■ SET PROBLEM
Write out each entry again. Keep every word exactly as it is.

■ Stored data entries
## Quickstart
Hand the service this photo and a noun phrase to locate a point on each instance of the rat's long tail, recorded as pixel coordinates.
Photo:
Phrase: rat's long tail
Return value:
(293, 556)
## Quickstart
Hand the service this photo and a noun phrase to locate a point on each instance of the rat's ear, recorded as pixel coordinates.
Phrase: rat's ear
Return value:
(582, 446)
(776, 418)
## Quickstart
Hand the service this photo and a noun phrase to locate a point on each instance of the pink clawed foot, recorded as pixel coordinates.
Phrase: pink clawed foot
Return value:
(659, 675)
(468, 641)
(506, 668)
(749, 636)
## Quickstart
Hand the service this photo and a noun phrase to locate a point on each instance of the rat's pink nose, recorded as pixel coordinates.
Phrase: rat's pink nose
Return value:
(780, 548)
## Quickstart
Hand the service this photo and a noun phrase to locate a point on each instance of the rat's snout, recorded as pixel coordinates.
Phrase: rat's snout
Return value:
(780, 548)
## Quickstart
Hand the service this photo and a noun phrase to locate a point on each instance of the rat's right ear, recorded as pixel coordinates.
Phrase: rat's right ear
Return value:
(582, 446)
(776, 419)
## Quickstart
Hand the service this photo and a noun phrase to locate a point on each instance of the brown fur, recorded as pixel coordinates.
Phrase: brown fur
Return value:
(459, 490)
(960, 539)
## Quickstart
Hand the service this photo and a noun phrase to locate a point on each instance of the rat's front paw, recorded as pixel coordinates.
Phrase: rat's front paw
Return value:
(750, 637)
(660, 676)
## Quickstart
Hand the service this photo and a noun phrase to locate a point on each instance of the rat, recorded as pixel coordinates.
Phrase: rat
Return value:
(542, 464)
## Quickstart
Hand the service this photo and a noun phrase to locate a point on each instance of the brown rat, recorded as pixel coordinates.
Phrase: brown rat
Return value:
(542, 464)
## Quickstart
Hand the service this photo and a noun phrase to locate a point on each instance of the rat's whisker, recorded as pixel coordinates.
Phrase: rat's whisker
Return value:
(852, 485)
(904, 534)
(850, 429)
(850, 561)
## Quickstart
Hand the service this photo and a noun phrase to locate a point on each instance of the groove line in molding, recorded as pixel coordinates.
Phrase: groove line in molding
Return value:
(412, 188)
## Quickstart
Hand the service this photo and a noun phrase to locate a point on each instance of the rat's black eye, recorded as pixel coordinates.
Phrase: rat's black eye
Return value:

■ THE COMPLETED TASK
## Quickstart
Hand the service this photo and a noun phrase to locate a point on each instance of the rat's long tail, recorded as pixel coordinates.
Photo:
Phrase: rat's long tail
Return value:
(293, 556)
## Quickstart
Hand the service this photo and a noun phrase to locate a point on each instance of the rat's ear, recorded as pixel coordinates.
Phrase: rat's ear
Return value:
(582, 446)
(776, 418)
## Quickstart
Hand the service this photo and a noun phrase to locate a point on each instance of the pink clawed foot, recorded as pixel coordinates.
Phrase: pink clawed foot
Return value:
(659, 675)
(468, 641)
(506, 668)
(749, 636)
## Quickstart
Hand the service this photo and a noun phrase to locate a point on each instance of the rat's pink nose, recorded as pixel coordinates.
Phrase: rat's pink nose
Return value:
(780, 548)
## Quickstart
Hand the service this photo and a noun phrase to locate a point on each instance of the rat's snout, recorded as pixel coordinates.
Phrase: rat's snout
Return value:
(780, 548)
## Quickstart
Hand the service this photo and a noun phrase to locate a point on each instance of the rat's right ear, recorded as pixel coordinates.
Phrase: rat's right ear
Return value:
(582, 446)
(776, 419)
## Quickstart
Hand the service this photo and a noun phrase to locate a point on each instance of the brown fur, recorded as pixel coordinates.
Phrase: brown fur
Return value:
(459, 490)
(960, 539)
## Quickstart
Hand the service this photo and a noun phrase to locate a point on each instance of the rat's front paw, recorded as pixel coordinates.
Phrase: rat's front paw
Return value:
(750, 637)
(660, 676)
## Quickstart
Hand the service this photo and a noun phrase to locate a point on each instance of the rat, recorded as pixel coordinates.
Phrase: rat
Return value:
(542, 464)
## Quickstart
Hand the service this photo and a noun phrase to locate a point on each instance of the brown rat, recorded as pixel coordinates.
Phrase: brown rat
Return value:
(542, 464)
## Quickstart
Hand the service this photo and a noun phrase to locate a point on each instance of the rat's whisker, recorded as pixel coordinates.
Phrase: rat's whisker
Return value:
(852, 485)
(904, 534)
(850, 429)
(850, 561)
## Quickstart
Hand the service this photo and a noun phrase to locate a point on each instance of the groove line in molding, recorded as pixel coordinates.
Phrase: groove line in molding
Return value:
(412, 188)
## Quickstart
Hand the service this photo and a noun phrase to locate a point on each instance of the rat's black eye, recorded as pixel coordinates.
Phrase: rat's black eye
Return value:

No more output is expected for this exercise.